_GOALS:_
• a. Please answer these questions about the C++ loop thread, one line each:
(i) What value does Answer 1 recommend initializing n to?
(ii) According to Answer 2, when does a do...while loop check its condition?
(iii) Which two languages does Answer 3 contrast with C++ regarding default values?
• b. Extend the C++ loop thread with new text that follows on from its final sentence.

How to assure the loop is entered (C++)

Question

My professor is saying that The while loop runs provided n>=1. But I did not put any value into the variable n so depending on its “default” value, the loop may not be entered. And I'm not sure how to fix what he is talking about!?

#include <iostream>
using namespace std;

int main()

{
cout.setf(ios::fixed);
cout.setf(ios::showpoint);
cout.precision(2);

int n, count;
double sum;

while (n >=1)
{
    cout << "Enter a positive integer N (<1 to stop): ";
    cin >> n;
    sum = 0;
    for (count = 1; count <= n; count++)
    sum = sum + (1.0/count);
    cout << "Sum = " << sum << endl;
   }
cout << "Bye! ";

return 0;
}

Answer 1

Here is the line where n is declared

int n, count;

In this case the value of n is unspecified as it is left uninitialized. You should initialize it

int n = 1;

Answer 2

If you always want a loop to run at least once then you want a do...while(); loop. It will always enter the loop on the first iteration and execute the loop body then it will check the while condition to determine if it loops again or exits. A do...while(); has the form of

do
{
    statements
} while (condition);

In this case it would save you from having to initialize n before you get the input from the user.

In this case though that doesn't seem like exactly what you want as you want nothing to happen if the user enters a number less than 1. One way you can solve that is to put your output and input into the while loop along with the check for n. This will stop anything from happening if the user enters less than 1 but still allowing you to prompt the usr and get the input on each iteration.

while (cout << "Enter a positive integer N (<1 to stop): " && cin >> n && n >= 1)
{
    sum = 0;
    for (count = 1; count <= n; count++)
        sum = sum + (1.0 / count);
    cout << "Sum = " << sum << endl;
}

Answer 3

The problem is that n has not been initialized. Unlike in other languages like Java or C#, primitive variables do not have any pre-defined "default" value. The simply occupy whatever stack space was there previously; for all intents and purposes, the default value of uninitialized variables can be considered "random".

To fix this, simply initialize the variable before entering the loop.

_ITEMS:_
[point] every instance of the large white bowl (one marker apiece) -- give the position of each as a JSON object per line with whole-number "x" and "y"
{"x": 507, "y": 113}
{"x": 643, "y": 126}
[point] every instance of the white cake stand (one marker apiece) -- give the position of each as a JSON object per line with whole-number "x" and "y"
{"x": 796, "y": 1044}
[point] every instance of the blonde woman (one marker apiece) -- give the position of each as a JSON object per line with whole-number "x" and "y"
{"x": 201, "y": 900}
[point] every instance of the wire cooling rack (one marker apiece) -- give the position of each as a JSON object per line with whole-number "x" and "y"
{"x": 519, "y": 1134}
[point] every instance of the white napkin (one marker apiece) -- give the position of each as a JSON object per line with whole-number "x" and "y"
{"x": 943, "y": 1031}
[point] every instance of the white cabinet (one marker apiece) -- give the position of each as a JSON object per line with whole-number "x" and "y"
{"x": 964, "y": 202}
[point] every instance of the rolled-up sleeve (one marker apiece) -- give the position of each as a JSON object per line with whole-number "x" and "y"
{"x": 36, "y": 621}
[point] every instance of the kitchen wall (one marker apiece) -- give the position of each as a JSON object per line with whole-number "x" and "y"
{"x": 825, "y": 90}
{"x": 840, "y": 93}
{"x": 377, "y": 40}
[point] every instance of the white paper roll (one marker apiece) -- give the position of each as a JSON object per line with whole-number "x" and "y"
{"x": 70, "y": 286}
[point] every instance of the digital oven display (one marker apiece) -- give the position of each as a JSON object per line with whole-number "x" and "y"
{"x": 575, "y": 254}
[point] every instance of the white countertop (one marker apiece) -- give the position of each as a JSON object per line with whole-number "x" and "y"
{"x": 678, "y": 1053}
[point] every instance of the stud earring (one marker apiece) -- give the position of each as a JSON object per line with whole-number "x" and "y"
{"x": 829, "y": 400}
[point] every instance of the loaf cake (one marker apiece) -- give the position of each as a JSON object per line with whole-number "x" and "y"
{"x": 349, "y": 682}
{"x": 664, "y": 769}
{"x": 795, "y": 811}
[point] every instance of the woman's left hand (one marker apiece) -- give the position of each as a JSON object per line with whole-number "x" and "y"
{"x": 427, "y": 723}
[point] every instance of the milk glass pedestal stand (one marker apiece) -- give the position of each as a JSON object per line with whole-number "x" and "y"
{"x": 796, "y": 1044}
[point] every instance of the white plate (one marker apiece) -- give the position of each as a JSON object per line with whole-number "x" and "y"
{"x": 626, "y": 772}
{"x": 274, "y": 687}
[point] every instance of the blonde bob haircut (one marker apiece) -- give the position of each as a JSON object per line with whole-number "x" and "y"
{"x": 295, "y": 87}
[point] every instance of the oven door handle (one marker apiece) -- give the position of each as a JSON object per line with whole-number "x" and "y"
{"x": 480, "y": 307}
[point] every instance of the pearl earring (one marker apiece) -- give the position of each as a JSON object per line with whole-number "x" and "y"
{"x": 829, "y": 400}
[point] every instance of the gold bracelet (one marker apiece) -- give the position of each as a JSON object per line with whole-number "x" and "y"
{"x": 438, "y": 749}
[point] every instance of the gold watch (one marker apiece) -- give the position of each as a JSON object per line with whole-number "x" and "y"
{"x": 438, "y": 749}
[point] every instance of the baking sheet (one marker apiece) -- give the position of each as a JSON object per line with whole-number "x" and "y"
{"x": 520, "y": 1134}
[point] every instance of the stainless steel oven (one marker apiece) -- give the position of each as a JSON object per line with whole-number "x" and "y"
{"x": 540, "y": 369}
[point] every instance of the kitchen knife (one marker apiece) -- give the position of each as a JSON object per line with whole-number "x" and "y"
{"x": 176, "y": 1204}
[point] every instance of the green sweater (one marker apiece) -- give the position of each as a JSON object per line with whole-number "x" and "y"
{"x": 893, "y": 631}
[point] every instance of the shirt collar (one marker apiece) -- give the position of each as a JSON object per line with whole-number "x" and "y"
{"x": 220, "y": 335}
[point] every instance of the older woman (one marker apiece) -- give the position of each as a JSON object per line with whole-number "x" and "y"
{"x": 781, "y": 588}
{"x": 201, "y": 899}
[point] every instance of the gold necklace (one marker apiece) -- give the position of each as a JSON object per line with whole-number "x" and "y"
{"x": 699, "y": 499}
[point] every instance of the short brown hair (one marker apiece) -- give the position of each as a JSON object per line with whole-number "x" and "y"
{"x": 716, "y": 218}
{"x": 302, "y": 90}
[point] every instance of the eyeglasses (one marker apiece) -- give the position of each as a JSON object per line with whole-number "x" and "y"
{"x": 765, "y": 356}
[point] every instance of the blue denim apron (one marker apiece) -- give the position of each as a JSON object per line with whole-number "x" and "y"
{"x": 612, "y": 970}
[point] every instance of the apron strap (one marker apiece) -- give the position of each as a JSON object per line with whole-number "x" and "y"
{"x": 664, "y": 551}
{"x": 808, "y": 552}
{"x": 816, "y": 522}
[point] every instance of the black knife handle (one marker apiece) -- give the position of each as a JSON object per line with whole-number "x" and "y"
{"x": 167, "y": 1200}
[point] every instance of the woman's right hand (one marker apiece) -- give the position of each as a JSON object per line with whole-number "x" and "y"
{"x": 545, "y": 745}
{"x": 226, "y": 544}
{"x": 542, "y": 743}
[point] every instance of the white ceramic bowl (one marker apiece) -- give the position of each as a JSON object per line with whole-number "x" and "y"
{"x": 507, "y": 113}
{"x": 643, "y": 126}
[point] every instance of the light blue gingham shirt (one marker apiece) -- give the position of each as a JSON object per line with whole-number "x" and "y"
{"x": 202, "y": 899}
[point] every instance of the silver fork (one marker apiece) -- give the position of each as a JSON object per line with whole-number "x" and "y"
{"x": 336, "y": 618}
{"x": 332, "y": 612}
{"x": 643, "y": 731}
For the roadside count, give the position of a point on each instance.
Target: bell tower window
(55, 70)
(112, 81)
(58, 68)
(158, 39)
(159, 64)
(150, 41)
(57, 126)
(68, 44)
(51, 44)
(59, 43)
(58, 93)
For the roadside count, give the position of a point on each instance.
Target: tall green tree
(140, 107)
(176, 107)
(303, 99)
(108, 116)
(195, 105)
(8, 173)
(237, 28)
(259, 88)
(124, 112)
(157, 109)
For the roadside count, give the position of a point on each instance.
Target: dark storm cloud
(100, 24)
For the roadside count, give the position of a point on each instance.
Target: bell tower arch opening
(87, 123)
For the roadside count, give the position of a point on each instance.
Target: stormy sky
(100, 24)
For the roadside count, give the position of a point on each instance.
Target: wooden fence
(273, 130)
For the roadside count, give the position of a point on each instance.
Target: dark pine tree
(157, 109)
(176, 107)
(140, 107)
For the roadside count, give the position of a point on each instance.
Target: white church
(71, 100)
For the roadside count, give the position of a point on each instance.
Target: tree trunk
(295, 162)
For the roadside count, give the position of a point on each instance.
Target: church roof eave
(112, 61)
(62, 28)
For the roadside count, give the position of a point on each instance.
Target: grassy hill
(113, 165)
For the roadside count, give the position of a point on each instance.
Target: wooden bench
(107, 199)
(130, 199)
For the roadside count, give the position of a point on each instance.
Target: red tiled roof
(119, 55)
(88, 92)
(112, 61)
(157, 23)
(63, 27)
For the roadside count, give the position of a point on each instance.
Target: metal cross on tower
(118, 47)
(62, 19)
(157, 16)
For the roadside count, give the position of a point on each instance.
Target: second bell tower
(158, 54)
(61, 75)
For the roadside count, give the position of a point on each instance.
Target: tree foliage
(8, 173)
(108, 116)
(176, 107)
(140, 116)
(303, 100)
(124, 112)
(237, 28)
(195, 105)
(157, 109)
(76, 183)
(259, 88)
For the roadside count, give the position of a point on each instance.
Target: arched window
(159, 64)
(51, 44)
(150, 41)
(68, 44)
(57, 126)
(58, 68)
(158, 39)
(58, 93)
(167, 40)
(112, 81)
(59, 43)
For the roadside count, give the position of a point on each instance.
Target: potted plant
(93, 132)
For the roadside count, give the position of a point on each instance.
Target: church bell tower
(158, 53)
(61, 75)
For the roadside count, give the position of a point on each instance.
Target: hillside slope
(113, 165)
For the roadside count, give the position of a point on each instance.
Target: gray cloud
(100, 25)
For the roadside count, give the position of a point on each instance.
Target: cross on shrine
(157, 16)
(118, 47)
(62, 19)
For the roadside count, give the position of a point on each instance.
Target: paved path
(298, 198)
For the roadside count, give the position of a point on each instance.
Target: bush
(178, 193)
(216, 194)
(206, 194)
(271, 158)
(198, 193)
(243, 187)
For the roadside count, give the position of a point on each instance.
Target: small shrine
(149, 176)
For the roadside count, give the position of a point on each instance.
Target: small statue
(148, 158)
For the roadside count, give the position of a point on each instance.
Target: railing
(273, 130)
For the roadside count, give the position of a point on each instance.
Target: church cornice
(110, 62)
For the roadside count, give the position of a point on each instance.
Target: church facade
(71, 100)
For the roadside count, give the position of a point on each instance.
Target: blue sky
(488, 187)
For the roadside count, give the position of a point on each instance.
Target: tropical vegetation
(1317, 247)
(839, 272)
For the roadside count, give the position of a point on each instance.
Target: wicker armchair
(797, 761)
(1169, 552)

_TASK RESULTS:_
• a.
(i) 1
(ii) After it executes the loop body on each pass
(iii) Java and C#

• b.
n = 1;

Answer 4

Set n to a value greater than or equal to 1 so the loop is guaranteed to enter. Since you aren't setting it yourself, the default value can be something less than 1 meaning that the look has a chance, but isn't guaranteed to fire.

int n = 1

Also, you should set count = 0 in your for loop, because if n and count is equal to each other, the for loop automatically breaks and doesn't execute at all, leaving sum at 0.

To make sure your dividing by 0, set count to count + 1.

for (count = 0; count <= n; count++)
    sum = sum + (1.0 / (count + 1) );

Answer 5

You need simply to use another kind of loop that is the do-while loop. For example

do 
{
    cout << "Enter a positive integer N (<1 to stop): ";
    cin >> n;
    sum = 0;
    for (count = 1; count <= n; count++)
    sum = sum + (1.0/count);
    if ( n > 0 ) cout << "Sum = " << sum << endl;
} while ( n > 0 );
cout << "Bye! ";

And instead of the declaration

int n, count;

you should use declaration

unsigned int n, count;

You could else check whether the input is valid. For example

if ( !( cin >> n ) || n == 0 ) break;

Taking this into account you could use also the following kind of loop

while ( true )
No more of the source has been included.